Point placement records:
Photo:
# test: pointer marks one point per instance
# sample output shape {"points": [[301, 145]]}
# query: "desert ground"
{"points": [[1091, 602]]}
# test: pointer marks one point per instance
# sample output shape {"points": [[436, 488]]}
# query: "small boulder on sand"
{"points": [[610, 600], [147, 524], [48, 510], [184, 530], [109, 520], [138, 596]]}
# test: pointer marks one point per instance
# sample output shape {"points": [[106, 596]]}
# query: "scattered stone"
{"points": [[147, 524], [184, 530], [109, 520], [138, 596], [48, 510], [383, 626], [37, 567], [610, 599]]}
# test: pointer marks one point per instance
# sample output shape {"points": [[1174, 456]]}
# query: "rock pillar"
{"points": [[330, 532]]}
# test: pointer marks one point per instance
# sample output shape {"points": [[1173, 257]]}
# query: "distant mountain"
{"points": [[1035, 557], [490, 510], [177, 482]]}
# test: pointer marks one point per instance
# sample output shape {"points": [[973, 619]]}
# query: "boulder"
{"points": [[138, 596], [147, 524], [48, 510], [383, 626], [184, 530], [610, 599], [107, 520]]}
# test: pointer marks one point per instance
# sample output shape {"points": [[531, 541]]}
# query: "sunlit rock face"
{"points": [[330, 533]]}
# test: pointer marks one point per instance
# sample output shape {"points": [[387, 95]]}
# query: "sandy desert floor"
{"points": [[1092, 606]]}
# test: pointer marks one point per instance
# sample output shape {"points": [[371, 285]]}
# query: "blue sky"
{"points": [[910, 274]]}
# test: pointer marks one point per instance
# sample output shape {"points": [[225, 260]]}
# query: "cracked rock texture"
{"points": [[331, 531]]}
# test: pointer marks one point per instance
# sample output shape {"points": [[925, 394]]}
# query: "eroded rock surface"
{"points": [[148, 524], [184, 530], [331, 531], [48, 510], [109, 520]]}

**WRITTEN PROBLEM**
All entries shown above should be printed again exactly.

**TASK OUTPUT**
Photo:
# test: pointer marks one point per instance
# sample output shape {"points": [[301, 145]]}
# query: "desert ground"
{"points": [[1091, 602]]}
# test: pointer marks one point per instance
# sample output shape {"points": [[436, 488]]}
# query: "small boulder on sand"
{"points": [[610, 600], [147, 524], [48, 510], [184, 530], [109, 520], [138, 596]]}
# test: pointer marks one point per instance
# sample output shape {"points": [[106, 596]]}
# query: "scattered stone"
{"points": [[147, 524], [184, 530], [109, 520], [138, 596], [48, 510], [383, 626], [37, 567], [610, 599]]}
# test: pointer marks one point per instance
# sample output shape {"points": [[1174, 456]]}
# query: "rock pillar"
{"points": [[330, 532]]}
# test: pointer marks one point per instance
# sample output shape {"points": [[1173, 257]]}
# query: "distant mountain"
{"points": [[1035, 557], [490, 510], [177, 482]]}
# test: pointer marks one point per instance
# sample output shape {"points": [[973, 619]]}
# query: "boulder"
{"points": [[138, 596], [147, 524], [48, 510], [383, 626], [184, 530], [610, 599], [107, 520]]}
# test: pointer marks one point per instance
# sample output shape {"points": [[531, 541]]}
# query: "sunlit rock face"
{"points": [[330, 533]]}
# test: pointer marks one point per instance
# sample output shape {"points": [[387, 95]]}
# query: "sandy desert floor"
{"points": [[1092, 606]]}
# test: pointer marks one point per instance
# sample output shape {"points": [[371, 285]]}
# query: "blue sky"
{"points": [[910, 274]]}
# test: pointer marks one point per instance
# sample output shape {"points": [[225, 260]]}
# query: "cracked rock texture"
{"points": [[331, 531]]}
# test: pointer marks one point per instance
# sample output shape {"points": [[925, 394]]}
# query: "eroded rock surface"
{"points": [[148, 524], [184, 530], [331, 531], [48, 510], [109, 520]]}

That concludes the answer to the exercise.